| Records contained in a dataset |
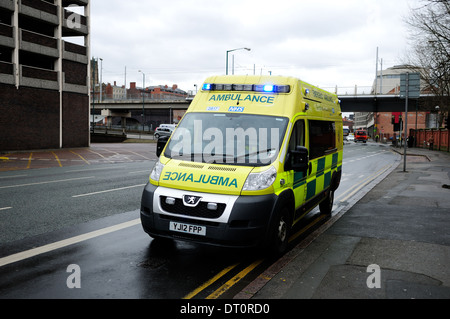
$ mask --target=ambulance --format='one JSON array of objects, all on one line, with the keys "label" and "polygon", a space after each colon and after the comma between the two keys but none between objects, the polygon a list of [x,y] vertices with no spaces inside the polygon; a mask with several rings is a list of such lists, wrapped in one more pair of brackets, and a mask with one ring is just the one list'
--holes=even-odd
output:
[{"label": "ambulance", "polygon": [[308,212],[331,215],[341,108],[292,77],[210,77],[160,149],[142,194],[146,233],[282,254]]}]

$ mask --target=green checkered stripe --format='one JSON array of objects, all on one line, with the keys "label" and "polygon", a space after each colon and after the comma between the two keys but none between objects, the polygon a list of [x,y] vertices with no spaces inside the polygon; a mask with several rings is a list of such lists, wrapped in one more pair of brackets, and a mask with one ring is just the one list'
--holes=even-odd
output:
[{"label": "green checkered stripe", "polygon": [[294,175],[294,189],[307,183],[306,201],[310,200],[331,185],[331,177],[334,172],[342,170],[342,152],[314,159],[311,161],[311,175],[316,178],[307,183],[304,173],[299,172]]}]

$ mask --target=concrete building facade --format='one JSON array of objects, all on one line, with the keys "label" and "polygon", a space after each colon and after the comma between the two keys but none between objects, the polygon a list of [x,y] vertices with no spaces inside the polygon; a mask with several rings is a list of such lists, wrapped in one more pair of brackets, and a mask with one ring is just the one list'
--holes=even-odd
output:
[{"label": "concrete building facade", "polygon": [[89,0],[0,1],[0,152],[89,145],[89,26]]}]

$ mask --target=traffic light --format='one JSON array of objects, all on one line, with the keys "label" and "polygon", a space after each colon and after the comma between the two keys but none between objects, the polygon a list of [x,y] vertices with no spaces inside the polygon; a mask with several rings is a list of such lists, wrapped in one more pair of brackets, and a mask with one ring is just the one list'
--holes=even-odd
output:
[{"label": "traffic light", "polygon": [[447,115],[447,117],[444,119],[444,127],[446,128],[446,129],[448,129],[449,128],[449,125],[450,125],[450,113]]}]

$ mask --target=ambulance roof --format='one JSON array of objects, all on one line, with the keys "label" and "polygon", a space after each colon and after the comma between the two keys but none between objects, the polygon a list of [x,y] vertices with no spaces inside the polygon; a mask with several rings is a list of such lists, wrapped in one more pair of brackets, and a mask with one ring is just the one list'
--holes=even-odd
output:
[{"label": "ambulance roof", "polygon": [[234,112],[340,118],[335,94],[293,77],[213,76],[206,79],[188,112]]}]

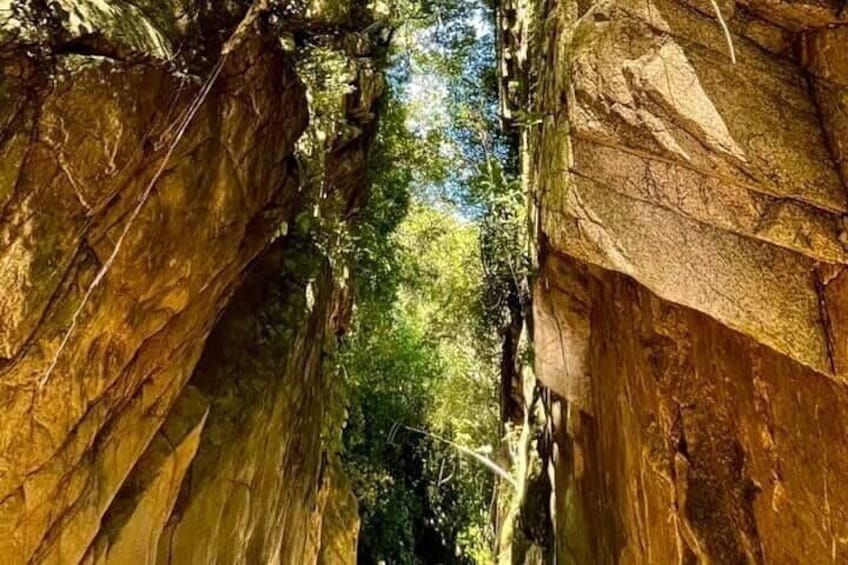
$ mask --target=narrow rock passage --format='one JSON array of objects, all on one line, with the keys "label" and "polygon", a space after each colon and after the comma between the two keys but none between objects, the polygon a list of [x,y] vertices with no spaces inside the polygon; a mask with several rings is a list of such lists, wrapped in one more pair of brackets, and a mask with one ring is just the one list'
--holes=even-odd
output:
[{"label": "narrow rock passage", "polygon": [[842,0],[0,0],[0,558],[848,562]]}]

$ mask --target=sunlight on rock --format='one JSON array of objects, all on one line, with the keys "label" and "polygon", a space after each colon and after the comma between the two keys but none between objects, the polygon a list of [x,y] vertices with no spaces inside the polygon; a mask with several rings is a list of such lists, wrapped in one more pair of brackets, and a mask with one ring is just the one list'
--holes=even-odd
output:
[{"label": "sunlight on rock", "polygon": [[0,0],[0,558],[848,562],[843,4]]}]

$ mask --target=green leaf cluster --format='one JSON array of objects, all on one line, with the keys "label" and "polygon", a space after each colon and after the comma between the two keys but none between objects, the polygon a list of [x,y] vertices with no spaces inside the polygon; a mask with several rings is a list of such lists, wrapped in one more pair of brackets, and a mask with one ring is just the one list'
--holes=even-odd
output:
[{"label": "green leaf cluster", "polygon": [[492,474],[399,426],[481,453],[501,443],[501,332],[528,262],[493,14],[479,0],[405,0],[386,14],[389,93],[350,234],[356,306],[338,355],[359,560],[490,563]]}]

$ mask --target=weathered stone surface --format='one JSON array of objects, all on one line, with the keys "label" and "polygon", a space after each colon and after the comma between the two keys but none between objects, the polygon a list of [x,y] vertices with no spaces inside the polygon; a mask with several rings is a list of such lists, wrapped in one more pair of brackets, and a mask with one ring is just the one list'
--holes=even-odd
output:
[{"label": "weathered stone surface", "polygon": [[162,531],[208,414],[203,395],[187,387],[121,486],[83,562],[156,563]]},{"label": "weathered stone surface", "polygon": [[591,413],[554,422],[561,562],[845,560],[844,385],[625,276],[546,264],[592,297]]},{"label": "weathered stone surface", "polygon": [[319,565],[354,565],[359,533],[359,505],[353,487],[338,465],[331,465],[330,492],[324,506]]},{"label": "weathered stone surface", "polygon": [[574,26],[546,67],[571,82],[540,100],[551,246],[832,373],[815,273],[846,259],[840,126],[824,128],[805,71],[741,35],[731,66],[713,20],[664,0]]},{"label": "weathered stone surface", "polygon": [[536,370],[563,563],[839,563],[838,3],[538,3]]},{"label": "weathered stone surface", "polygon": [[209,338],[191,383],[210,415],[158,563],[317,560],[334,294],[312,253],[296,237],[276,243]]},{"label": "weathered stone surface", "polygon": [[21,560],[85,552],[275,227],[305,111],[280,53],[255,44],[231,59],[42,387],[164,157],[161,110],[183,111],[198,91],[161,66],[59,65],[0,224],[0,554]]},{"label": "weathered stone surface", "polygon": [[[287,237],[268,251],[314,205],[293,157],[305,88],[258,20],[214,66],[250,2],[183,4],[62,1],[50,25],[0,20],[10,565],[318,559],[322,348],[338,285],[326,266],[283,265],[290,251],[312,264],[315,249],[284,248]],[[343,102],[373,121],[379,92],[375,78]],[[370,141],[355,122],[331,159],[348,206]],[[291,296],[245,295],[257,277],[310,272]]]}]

| About this task |
Restate the records above word for word, without the pictures.

| Task response |
$ mask --target=ambulance --format='one JSON array of objects, all on one line, with the keys "label" and "polygon", a space after each colon and after the comma between the two keys but none between objects, the polygon a list of [x,y] vertices with no spaces inside the polygon; a mask with several rings is a list of such lists, wrapped in one more pair of brackets, and a mask with one ring is just the one list'
--holes=even-odd
output:
[{"label": "ambulance", "polygon": [[308,212],[331,215],[341,108],[292,77],[210,77],[160,149],[142,194],[146,233],[282,254]]}]

$ mask --target=green checkered stripe --format='one JSON array of objects, all on one line, with the keys "label" and "polygon", a space after each colon and after the comma between the two keys but none between objects, the polygon a list of [x,y] vertices with no spaces inside the polygon; a mask with several rings is a list of such lists, wrapped in one more pair of brackets, and a mask with one ring is just the one list'
--holes=even-odd
output:
[{"label": "green checkered stripe", "polygon": [[294,175],[294,189],[307,183],[306,201],[310,200],[331,185],[331,177],[334,172],[342,170],[342,152],[314,159],[311,161],[311,175],[316,178],[307,183],[304,173],[299,172]]}]

$ mask --target=concrete building facade --format='one JSON array of objects, all on one line, with the keys "label" and "polygon", a space after each colon and after the comma between the two keys but none between objects, the polygon a list of [x,y] vertices with no spaces inside the polygon; a mask with several rings is a list of such lists, wrapped in one more pair of brackets, and a mask with one ring is just the one list'
--holes=even-odd
output:
[{"label": "concrete building facade", "polygon": [[89,0],[0,1],[0,152],[89,145],[89,26]]}]

$ mask --target=traffic light --format='one JSON array of objects, all on one line, with the keys "label" and "polygon", a space after each colon and after the comma between the two keys but none between objects, the polygon a list of [x,y] vertices with no spaces inside the polygon; a mask with several rings is a list of such lists, wrapped in one more pair of brackets, and a mask with one ring is just the one list'
--holes=even-odd
output:
[{"label": "traffic light", "polygon": [[447,115],[447,117],[444,119],[444,127],[446,128],[446,129],[448,129],[449,128],[449,125],[450,125],[450,113]]}]

$ mask --target=ambulance roof --format='one JSON array of objects, all on one line, with the keys "label" and "polygon", a space after each colon and after the comma between the two keys but none between objects, the polygon a list of [x,y] vertices with no spaces inside the polygon; a mask with several rings is a list of such lists, wrapped in one more pair of brackets, and a mask with one ring is just the one list'
--holes=even-odd
output:
[{"label": "ambulance roof", "polygon": [[234,112],[340,118],[335,94],[293,77],[213,76],[206,79],[188,112]]}]

$ mask --target=narrow rock passage --format='one JSON array of objects, all on one line, with the keys "label" and "polygon", a space after each colon and after the comma between the two keys but none between objects, the polygon a list of [x,y] vertices with no spaces inside the polygon; a mask with several rings is a list of such lists, wrapped in one more pair of brackets, and a mask with one ring is just the one list'
--holes=even-odd
output:
[{"label": "narrow rock passage", "polygon": [[842,0],[0,0],[0,558],[848,562]]}]

$ mask --target=sunlight on rock --format='one JSON array of objects, all on one line, with the keys "label" and "polygon", a space after each colon and after the comma between the two keys but none between objects, the polygon a list of [x,y] vertices with no spaces inside the polygon; a mask with several rings is a list of such lists, wrapped in one more pair of brackets, and a mask with one ring is just the one list'
--holes=even-odd
output:
[{"label": "sunlight on rock", "polygon": [[0,0],[0,558],[848,562],[843,4]]}]

$ mask --target=green leaf cluster --format='one JSON array of objects, all on one line, with the keys "label" and "polygon", a space after each colon and after the comma between the two keys but none between objects, the polygon a list of [x,y] vertices with no spaces inside the polygon; a mask with several rings is a list of such lists, wrapped in one more pair of brackets, and a mask with one ring is just the one list'
--holes=even-odd
output:
[{"label": "green leaf cluster", "polygon": [[492,474],[399,426],[481,453],[501,443],[501,332],[528,262],[493,14],[479,0],[405,0],[386,14],[389,93],[350,234],[356,306],[338,355],[359,560],[490,563]]}]

$ mask --target=weathered stone surface --format='one JSON array of objects, all on one line, with the keys "label" and "polygon", a space after each colon and after the comma between the two keys but none between objects, the polygon a list of [x,y] vertices with no spaces inside the polygon; a mask with several rings is a list of such lists, wrapped in one more pair of brackets, and a mask with one ring is just the one list'
--holes=even-odd
output:
[{"label": "weathered stone surface", "polygon": [[162,531],[208,414],[203,395],[187,387],[121,486],[83,562],[156,563]]},{"label": "weathered stone surface", "polygon": [[591,413],[554,422],[561,562],[845,560],[844,385],[625,276],[546,264],[592,297]]},{"label": "weathered stone surface", "polygon": [[319,565],[354,565],[359,533],[359,505],[353,487],[338,465],[331,465],[330,492],[324,506]]},{"label": "weathered stone surface", "polygon": [[574,26],[546,67],[571,82],[540,100],[551,246],[832,373],[815,273],[846,259],[840,126],[824,128],[805,71],[741,35],[731,66],[713,20],[664,0]]},{"label": "weathered stone surface", "polygon": [[536,370],[563,563],[839,563],[838,3],[538,3]]},{"label": "weathered stone surface", "polygon": [[209,338],[191,383],[210,415],[158,563],[317,560],[334,294],[312,253],[296,237],[276,243]]},{"label": "weathered stone surface", "polygon": [[21,560],[85,552],[275,227],[305,111],[280,53],[255,44],[231,59],[42,387],[164,157],[161,110],[183,111],[198,91],[161,66],[59,65],[0,224],[0,554]]},{"label": "weathered stone surface", "polygon": [[[287,237],[268,251],[314,205],[293,157],[305,88],[258,20],[214,66],[250,2],[183,4],[62,1],[50,25],[0,20],[10,565],[318,559],[322,348],[338,285],[326,266],[283,265],[290,251],[312,264],[315,249],[284,248]],[[343,102],[373,121],[379,92],[375,78]],[[370,141],[355,122],[331,159],[348,206]],[[291,296],[245,295],[257,277],[310,272]]]}]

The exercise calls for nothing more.